Work to be completed: Locate each line in the material below that contains the string "metal" and copy those lines out. Case counts.

Data extract:
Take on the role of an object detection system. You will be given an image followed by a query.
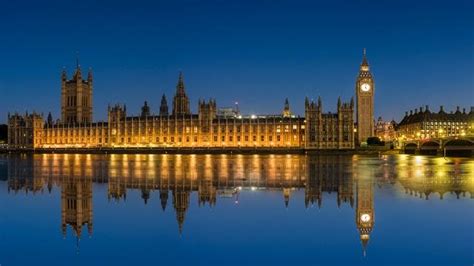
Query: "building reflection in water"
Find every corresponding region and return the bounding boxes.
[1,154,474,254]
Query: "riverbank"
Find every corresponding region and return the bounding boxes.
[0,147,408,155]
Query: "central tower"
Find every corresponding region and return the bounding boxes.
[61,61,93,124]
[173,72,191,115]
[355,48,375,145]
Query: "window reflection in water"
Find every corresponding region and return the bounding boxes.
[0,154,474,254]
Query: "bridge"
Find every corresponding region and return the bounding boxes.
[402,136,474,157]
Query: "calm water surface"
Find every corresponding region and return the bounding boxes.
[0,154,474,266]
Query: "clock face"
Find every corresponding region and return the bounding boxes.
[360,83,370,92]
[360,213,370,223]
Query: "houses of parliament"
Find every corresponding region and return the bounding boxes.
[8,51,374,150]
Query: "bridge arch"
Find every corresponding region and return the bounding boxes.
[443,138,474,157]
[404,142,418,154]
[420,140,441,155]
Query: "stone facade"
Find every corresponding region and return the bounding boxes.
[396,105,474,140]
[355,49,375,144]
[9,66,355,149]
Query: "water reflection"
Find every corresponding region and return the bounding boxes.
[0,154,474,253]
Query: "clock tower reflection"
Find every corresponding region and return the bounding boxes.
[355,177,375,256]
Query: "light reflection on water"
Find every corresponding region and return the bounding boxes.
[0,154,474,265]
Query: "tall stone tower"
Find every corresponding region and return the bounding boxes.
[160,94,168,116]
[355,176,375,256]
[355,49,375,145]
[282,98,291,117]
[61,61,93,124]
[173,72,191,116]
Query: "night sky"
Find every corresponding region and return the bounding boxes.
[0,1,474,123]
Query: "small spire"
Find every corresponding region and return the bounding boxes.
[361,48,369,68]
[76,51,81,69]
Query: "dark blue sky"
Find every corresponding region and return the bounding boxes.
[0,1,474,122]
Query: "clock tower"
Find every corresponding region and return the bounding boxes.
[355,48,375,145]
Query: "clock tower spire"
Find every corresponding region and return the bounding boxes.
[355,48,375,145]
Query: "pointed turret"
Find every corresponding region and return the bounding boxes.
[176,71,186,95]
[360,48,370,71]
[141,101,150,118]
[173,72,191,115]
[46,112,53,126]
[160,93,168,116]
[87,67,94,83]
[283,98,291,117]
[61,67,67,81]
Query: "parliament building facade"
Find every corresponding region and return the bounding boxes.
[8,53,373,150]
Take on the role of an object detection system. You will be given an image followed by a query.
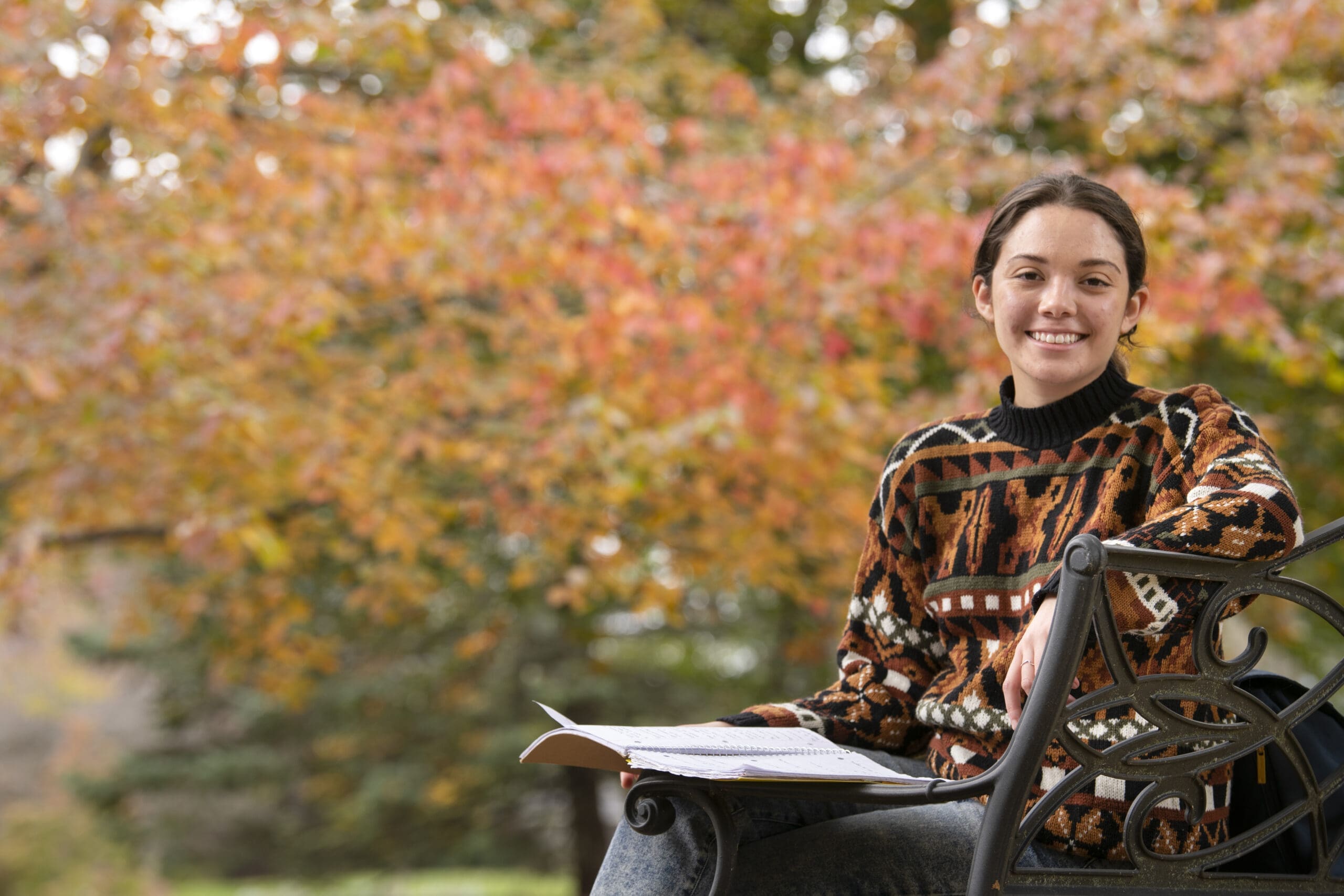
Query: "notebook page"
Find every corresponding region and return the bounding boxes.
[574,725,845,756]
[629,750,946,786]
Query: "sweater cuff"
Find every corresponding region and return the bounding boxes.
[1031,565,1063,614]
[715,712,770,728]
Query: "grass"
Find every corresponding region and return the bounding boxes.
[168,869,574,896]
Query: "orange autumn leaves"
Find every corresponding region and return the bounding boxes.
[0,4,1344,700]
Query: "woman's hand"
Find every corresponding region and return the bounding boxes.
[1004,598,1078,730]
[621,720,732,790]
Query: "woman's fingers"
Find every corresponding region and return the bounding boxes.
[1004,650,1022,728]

* * *

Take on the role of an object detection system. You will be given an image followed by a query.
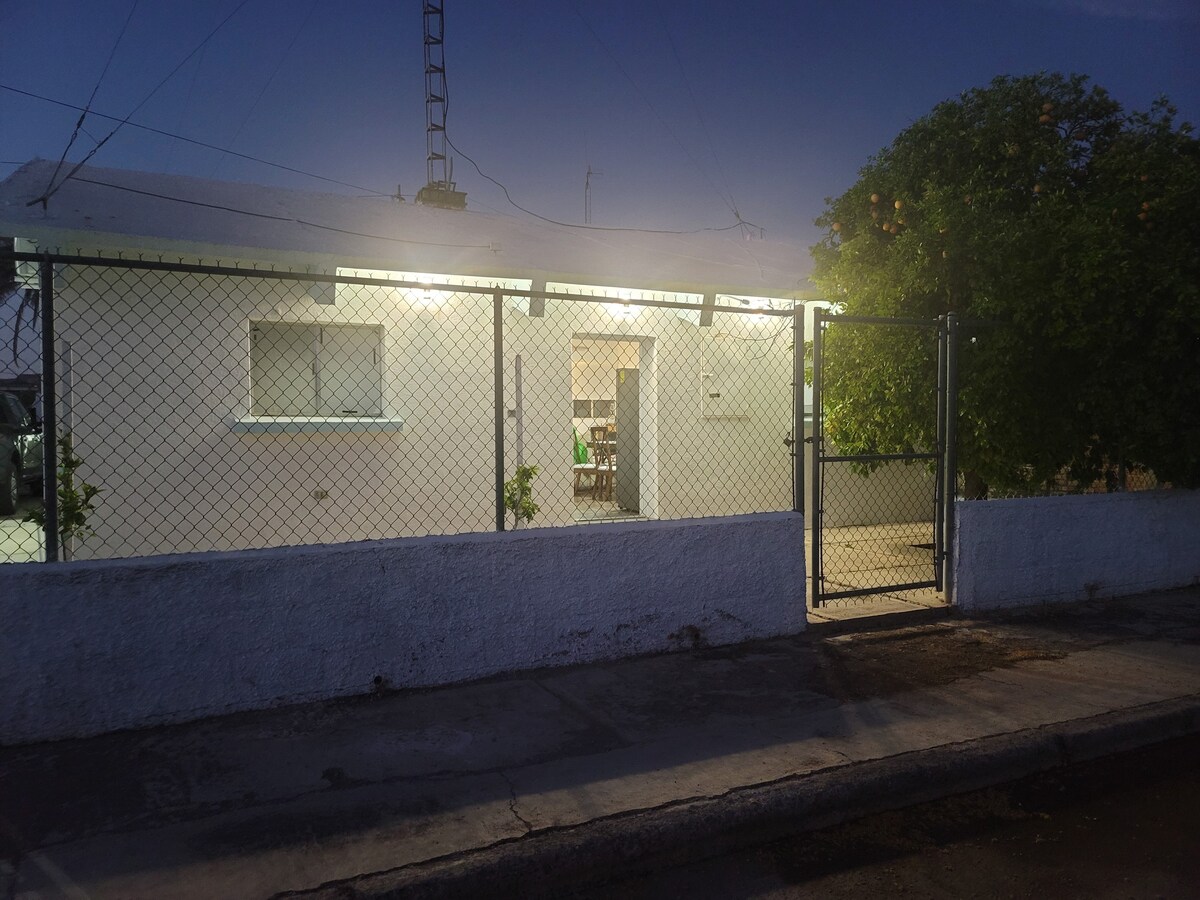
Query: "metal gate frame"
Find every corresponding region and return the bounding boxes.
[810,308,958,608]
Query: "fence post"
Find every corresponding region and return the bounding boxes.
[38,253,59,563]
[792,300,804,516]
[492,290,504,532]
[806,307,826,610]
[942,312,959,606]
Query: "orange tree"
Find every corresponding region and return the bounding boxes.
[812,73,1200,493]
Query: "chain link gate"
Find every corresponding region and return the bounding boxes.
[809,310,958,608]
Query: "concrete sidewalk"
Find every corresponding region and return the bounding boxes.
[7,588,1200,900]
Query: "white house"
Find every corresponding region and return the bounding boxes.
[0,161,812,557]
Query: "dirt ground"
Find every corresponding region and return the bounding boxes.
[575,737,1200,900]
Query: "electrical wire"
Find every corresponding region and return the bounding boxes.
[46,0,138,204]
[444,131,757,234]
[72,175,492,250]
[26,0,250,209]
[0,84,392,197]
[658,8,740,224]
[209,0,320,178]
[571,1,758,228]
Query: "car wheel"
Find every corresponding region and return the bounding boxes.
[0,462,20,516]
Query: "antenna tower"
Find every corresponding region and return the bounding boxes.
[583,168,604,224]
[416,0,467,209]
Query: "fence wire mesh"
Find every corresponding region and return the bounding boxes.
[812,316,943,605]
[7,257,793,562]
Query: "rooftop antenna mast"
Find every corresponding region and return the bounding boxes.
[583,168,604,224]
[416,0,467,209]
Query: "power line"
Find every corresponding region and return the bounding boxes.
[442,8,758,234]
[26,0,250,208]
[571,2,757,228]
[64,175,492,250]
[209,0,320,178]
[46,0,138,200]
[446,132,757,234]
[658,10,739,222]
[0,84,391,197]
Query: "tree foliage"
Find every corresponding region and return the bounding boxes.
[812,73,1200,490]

* * *

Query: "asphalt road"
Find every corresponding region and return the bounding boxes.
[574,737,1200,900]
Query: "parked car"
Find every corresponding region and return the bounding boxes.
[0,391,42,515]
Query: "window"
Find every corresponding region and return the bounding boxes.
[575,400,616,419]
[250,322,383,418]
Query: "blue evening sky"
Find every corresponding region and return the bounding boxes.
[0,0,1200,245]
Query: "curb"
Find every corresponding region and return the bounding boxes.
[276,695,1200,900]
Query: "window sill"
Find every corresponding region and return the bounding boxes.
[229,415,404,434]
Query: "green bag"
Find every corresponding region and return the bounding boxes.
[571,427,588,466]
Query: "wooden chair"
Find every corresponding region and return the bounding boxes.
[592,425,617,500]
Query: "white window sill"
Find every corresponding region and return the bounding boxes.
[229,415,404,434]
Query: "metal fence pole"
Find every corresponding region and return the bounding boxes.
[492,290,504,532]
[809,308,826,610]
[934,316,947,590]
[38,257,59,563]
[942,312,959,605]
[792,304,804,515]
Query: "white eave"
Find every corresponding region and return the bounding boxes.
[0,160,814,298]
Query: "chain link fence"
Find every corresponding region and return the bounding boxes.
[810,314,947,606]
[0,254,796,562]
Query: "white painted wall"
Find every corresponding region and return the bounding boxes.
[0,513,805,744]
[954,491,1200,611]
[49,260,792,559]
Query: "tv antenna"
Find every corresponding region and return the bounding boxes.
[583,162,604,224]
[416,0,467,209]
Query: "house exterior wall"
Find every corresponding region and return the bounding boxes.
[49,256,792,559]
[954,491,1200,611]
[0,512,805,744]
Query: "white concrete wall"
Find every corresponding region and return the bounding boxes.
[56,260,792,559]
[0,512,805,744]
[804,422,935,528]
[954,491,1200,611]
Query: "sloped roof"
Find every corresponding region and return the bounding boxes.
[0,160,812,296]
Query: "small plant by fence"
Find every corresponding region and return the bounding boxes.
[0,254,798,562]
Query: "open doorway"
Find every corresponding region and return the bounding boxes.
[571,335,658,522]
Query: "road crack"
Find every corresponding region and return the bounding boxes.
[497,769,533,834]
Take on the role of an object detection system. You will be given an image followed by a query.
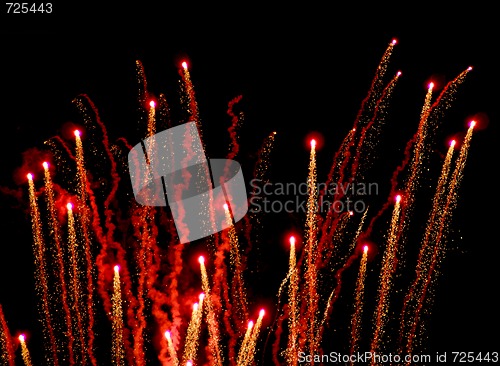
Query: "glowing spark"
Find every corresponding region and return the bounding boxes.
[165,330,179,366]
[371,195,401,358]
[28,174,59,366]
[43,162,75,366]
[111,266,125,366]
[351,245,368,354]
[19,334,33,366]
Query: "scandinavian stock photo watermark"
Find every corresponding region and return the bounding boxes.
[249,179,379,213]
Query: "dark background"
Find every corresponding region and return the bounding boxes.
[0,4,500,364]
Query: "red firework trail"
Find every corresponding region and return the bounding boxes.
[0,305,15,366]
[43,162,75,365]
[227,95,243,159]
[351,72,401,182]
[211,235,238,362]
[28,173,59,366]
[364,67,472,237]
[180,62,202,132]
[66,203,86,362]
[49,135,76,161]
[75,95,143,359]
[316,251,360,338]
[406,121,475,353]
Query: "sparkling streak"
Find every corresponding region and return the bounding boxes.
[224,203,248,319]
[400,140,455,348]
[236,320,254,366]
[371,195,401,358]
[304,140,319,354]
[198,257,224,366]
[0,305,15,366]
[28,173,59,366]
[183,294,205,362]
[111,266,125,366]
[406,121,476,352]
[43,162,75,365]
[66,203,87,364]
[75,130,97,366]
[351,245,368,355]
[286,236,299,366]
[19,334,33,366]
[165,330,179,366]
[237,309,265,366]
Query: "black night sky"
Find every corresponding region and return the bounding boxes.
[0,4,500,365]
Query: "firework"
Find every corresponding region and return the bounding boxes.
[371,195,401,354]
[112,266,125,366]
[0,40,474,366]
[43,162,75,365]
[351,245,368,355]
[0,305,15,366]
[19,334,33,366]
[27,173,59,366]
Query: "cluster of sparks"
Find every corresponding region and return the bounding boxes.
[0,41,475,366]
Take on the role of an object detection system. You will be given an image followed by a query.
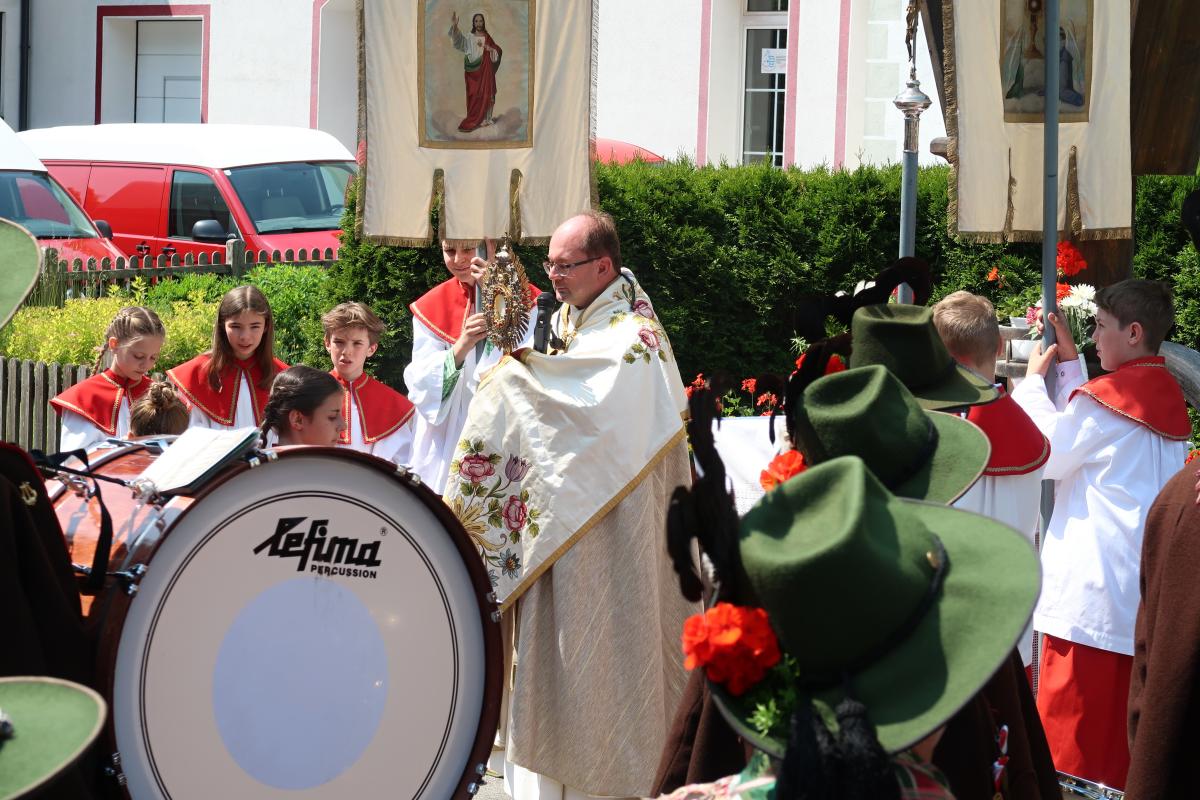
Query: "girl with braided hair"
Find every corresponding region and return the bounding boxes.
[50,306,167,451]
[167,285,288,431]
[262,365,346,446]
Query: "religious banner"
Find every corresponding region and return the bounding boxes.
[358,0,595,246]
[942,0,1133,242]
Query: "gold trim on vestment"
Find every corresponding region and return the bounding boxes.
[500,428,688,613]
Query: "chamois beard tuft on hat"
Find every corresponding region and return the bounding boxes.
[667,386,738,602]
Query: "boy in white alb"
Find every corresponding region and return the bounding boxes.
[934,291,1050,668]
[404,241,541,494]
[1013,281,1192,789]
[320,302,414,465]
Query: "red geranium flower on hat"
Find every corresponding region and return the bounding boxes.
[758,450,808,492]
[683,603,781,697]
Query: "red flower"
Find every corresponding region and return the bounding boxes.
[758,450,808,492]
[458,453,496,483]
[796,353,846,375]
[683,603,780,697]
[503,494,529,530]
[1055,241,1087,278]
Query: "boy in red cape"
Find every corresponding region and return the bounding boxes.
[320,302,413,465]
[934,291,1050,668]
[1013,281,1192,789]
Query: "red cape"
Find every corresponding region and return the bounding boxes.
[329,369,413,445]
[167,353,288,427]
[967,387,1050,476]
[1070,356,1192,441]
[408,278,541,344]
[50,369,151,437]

Response to the exercise:
Query: "metal gate frame"
Query: "metal fence pole"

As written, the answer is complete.